# Material provided start

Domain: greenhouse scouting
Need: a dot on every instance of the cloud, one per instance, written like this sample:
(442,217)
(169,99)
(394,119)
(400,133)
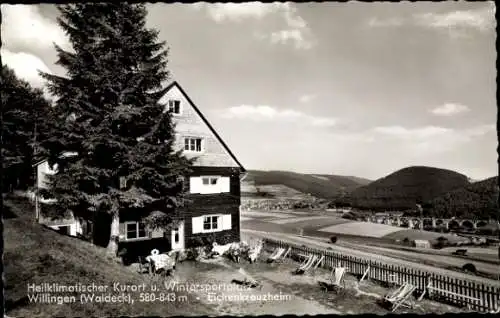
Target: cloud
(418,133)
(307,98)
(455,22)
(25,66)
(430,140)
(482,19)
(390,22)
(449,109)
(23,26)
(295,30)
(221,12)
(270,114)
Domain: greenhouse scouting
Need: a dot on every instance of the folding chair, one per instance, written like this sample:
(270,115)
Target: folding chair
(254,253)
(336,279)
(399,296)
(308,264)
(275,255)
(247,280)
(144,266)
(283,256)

# Material provided end

◆ Prompt:
Copy out all the records again, swapping "greenhouse scouting" for "orchard scouting" and keeping everything else the same. Leave the pictures out.

◆ Answer to this problem:
Domain: orchard scouting
Need: a dot on every instance of the cloud, one per instance, written like this sample:
(442,217)
(169,99)
(394,119)
(400,133)
Target: cloud
(418,133)
(307,98)
(455,22)
(25,66)
(430,140)
(482,19)
(390,22)
(449,109)
(23,26)
(295,30)
(221,12)
(270,114)
Domain: orchard scouting
Need: a dot on every instance of the folding chair, one per instance, written like this sample:
(270,115)
Target: folding chair
(254,253)
(336,279)
(399,296)
(308,264)
(275,255)
(247,280)
(144,266)
(283,256)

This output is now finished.